Region annotation data:
————

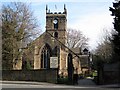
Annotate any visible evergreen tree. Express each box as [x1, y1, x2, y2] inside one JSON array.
[[1, 2, 39, 69], [109, 1, 120, 61]]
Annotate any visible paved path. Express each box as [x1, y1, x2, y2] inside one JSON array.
[[78, 78, 96, 86]]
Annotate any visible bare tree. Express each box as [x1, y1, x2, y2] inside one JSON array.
[[67, 29, 88, 48], [2, 2, 40, 68], [95, 29, 114, 62]]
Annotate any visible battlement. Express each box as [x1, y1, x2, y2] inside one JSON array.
[[46, 4, 67, 15]]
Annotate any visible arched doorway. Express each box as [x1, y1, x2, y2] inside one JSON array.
[[41, 44, 52, 69]]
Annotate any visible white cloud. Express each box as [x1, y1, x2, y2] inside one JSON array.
[[68, 12, 113, 48], [2, 0, 114, 2]]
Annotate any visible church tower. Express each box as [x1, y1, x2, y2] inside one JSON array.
[[46, 5, 67, 45]]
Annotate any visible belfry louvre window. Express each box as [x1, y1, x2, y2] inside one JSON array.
[[53, 18, 58, 29], [41, 44, 51, 69]]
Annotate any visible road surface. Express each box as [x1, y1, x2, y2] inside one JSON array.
[[0, 81, 120, 90]]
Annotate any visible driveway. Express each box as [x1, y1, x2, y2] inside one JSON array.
[[78, 78, 96, 86]]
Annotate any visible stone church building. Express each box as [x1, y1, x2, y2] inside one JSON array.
[[14, 5, 87, 76]]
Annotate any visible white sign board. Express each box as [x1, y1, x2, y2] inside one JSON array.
[[50, 57, 58, 68]]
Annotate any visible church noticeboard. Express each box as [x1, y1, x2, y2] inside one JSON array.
[[50, 57, 58, 68]]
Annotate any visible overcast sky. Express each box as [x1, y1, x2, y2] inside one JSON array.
[[1, 0, 114, 48]]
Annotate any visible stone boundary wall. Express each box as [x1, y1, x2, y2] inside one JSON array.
[[2, 69, 58, 83]]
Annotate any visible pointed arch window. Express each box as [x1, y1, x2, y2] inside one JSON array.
[[41, 44, 51, 69], [54, 32, 58, 38]]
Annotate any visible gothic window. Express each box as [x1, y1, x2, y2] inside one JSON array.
[[53, 18, 58, 29], [53, 46, 58, 56], [54, 32, 58, 38], [41, 44, 51, 69]]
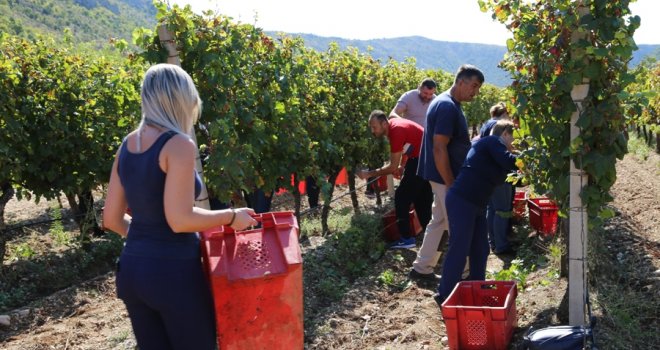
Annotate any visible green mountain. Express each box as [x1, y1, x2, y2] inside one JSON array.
[[278, 32, 660, 87], [284, 33, 510, 86], [0, 0, 660, 86], [0, 0, 156, 46]]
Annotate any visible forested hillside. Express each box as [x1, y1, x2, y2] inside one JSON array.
[[0, 0, 156, 45], [0, 0, 660, 87], [288, 32, 660, 87]]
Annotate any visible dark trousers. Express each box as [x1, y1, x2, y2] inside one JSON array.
[[305, 176, 321, 208], [116, 255, 217, 350], [394, 158, 433, 238], [438, 189, 490, 299]]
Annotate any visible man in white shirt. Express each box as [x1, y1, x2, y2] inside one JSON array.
[[390, 78, 437, 128]]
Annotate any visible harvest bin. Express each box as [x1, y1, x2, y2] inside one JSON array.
[[383, 209, 422, 242], [442, 281, 518, 350], [201, 212, 304, 350], [527, 197, 559, 235], [513, 190, 527, 222]]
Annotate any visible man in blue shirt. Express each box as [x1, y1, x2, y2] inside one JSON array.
[[433, 120, 516, 305], [409, 65, 484, 280]]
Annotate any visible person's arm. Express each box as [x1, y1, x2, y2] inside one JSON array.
[[433, 134, 454, 187], [357, 152, 403, 179], [488, 140, 518, 171], [103, 152, 131, 237], [161, 135, 257, 232]]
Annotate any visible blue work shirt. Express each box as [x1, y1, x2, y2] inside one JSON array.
[[449, 136, 517, 208], [417, 91, 471, 184]]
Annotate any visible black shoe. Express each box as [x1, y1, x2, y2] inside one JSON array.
[[408, 268, 440, 282], [433, 293, 445, 308]]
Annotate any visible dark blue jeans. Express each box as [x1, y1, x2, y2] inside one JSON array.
[[438, 188, 489, 299], [486, 182, 513, 253], [116, 255, 217, 350], [394, 158, 433, 238]]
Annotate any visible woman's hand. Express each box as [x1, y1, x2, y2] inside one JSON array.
[[229, 208, 257, 231]]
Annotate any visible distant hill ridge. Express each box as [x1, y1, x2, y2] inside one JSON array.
[[0, 0, 660, 86], [0, 0, 156, 46], [282, 32, 660, 87]]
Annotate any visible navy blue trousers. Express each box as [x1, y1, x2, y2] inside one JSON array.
[[394, 158, 433, 238], [116, 255, 217, 350], [486, 182, 513, 253], [438, 188, 490, 299]]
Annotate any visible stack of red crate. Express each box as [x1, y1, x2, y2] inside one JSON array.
[[202, 212, 304, 350]]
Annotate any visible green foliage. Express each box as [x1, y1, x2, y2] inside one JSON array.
[[479, 0, 639, 223], [303, 214, 385, 301], [48, 207, 72, 246], [0, 36, 142, 202], [489, 259, 536, 290], [8, 243, 36, 260], [0, 0, 156, 48], [628, 136, 652, 161], [0, 235, 123, 312]]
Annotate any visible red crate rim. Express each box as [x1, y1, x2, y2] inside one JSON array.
[[527, 197, 559, 209]]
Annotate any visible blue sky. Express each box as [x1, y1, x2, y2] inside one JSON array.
[[170, 0, 660, 45]]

————

Given instruction: Rewrite the data above, changing every "inside one JSON array" to "within a single JSON array" and keeping everything else the same. Leave out the pictures.

Task answer:
Annotate any visible evergreen tree. Express each box as [x1, y1, x2, y2] within a single JSON array.
[[1, 2, 39, 69], [109, 1, 120, 61]]
Annotate any visible paved path. Express each box as [x1, y1, x2, y2] within a single JSON array.
[[78, 78, 96, 86]]
Annotate any visible bare tree. Express each box as [x1, y1, x2, y2] within a single JSON array.
[[67, 29, 88, 48], [2, 2, 40, 68], [95, 29, 114, 62]]
Annotate any visible battlement. Express each box as [x1, y1, x2, y2] within a single JSON array.
[[46, 4, 67, 15]]
Annotate any visible arched doorway. Express each box as [x1, y1, x2, y2] within a single JSON array.
[[41, 44, 52, 69]]
Annotate any visible white cloud. Express each box as [x1, y1, x2, y2] within a single JSON array.
[[68, 12, 113, 48], [2, 0, 114, 2]]
Annotate any visible church tower. Express each box as [x1, y1, x2, y2] within a single JSON array.
[[46, 5, 67, 45]]
Annotate any visible belfry louvre window. Express each box as [x1, y1, x2, y2] within a single JSON array.
[[53, 18, 58, 29], [41, 44, 51, 69]]
Annotate any visible road surface. Express each box as [x1, y1, x2, y2] within a single JSON array.
[[0, 81, 120, 90]]
Annotate any visible driveway. Express each box as [x1, y1, x2, y2] within a single JSON array.
[[78, 78, 96, 86]]
Annotate any visible stone church building. Express each box as [x1, y1, x2, y2] within a single JSON array.
[[14, 5, 87, 76]]
Annotate any visible white sign board. Express each box as [x1, y1, x2, y2] within a single JSON array.
[[50, 57, 58, 68]]
Annotate any visible church noticeboard. Express each box as [x1, y1, x2, y2] within a single JSON array.
[[50, 57, 58, 68]]
Annotate any visible overcast sky. Express each box as [x1, y1, x2, y2] within a single JSON array.
[[1, 0, 114, 48]]
Annotate any visible stone boundary wall. Express each box as [x1, y1, x2, y2] within a single JSON array.
[[2, 69, 58, 83]]
Annotate any visible pointed arch window. Express each box as [x1, y1, x2, y2] within a single JSON array.
[[41, 44, 51, 69], [54, 32, 58, 38]]
Annotate any visible gothic window. Express each box as [x1, y1, x2, y2] within a single JSON array.
[[53, 18, 58, 29], [53, 46, 58, 56], [54, 32, 58, 38], [41, 44, 51, 69]]
Annotate any visible green mountain. Express each box as [x1, y1, x2, y2] within a single JSON array.
[[278, 32, 660, 87], [284, 33, 510, 86], [0, 0, 660, 86], [0, 0, 156, 46]]
Annotate any visible forested hillside. Express each box as [x1, y1, x2, y2] within a single JSON array.
[[0, 0, 156, 45], [0, 0, 660, 87], [288, 32, 660, 87]]
Annotate any visible dark trousers. Express each box as [x1, y1, x2, y2] within a single JSON array.
[[305, 176, 321, 208], [116, 255, 217, 350], [394, 158, 433, 238], [438, 189, 490, 299]]
Annotate any visible man in white shirt. Express each box as [x1, y1, x2, y2] within a single JSON array.
[[390, 78, 437, 128]]
Annotate any visible harvest bin. Express each box as [x1, y1, x2, y2] within a single JSON array.
[[383, 209, 422, 242], [442, 281, 518, 350], [201, 212, 304, 350], [527, 197, 559, 235], [513, 190, 527, 222]]
Annotate any visible man in blue shirt. Express each box as [x1, y1, x2, y2] within a single JSON array.
[[433, 120, 516, 305], [409, 65, 484, 280]]
Annotate any visible person's arm. Express each box as [x1, y1, x2, y2] within a single JSON array.
[[433, 134, 454, 187], [357, 152, 403, 179], [488, 140, 518, 171], [103, 152, 131, 237], [161, 135, 257, 232]]
Annotate any visible blue work shirt. Express each box as [x1, y1, x2, y2] within a single JSON array.
[[449, 136, 517, 208], [417, 91, 471, 184]]
Annotate any visible black shoe. Express each box as [x1, y1, x2, y2] within a single JSON array.
[[408, 268, 440, 282], [433, 293, 445, 308]]
Annotate any visible dark blue jeans. Express each box as [x1, y1, x2, y2] within a single JSON array.
[[438, 188, 489, 299], [486, 182, 513, 253], [116, 255, 217, 350], [394, 158, 433, 238]]
Annotate any visible woman's hand. Express each box as [x1, y1, x2, y2] within a single JSON array.
[[229, 208, 257, 231]]
Annotate any visible distant hill ridge. Express each box as [x1, y1, x2, y2] within a single JSON array.
[[0, 0, 660, 86], [0, 0, 156, 46], [282, 32, 660, 87]]
Annotate any visible navy blue trousers. Express each box as [x1, y1, x2, y2] within a single JSON array.
[[394, 158, 433, 238], [116, 255, 217, 350], [486, 182, 513, 253], [438, 188, 490, 299]]
Annotate any visible stack of red crate. Express each box as [x1, y1, x2, y2] within a single JSON array.
[[202, 212, 304, 350]]
Annotate any visible green foliage. Express each box as [x1, y1, x2, y2] within a single JSON array.
[[479, 0, 639, 223], [303, 214, 385, 301], [48, 207, 72, 246], [0, 36, 142, 202], [489, 259, 536, 290], [8, 243, 36, 260], [0, 0, 156, 48], [628, 136, 652, 161], [0, 235, 123, 312]]
Annotate any visible red crate rim. Express each box as [x1, y1, x2, y2] within a single JSON array.
[[527, 197, 559, 209]]
Annotate any visible blue sky. Express each box as [x1, y1, x2, y2] within a single JSON array.
[[170, 0, 660, 45]]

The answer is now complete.